Goal of the exercise: Extract the lines below verbatim, omitting any pictures from your answer.

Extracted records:
§

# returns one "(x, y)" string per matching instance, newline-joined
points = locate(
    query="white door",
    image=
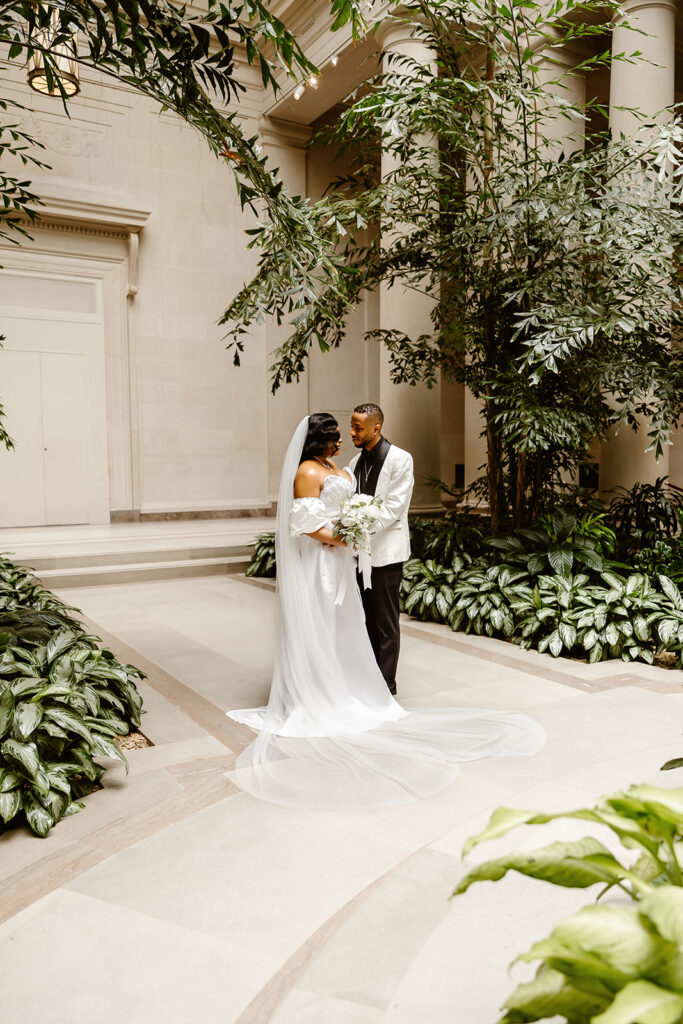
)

§

Expected output:
# returns one "(x, y)" string per matching instance, newline-joined
points = locate(
    query="white door",
    image=
)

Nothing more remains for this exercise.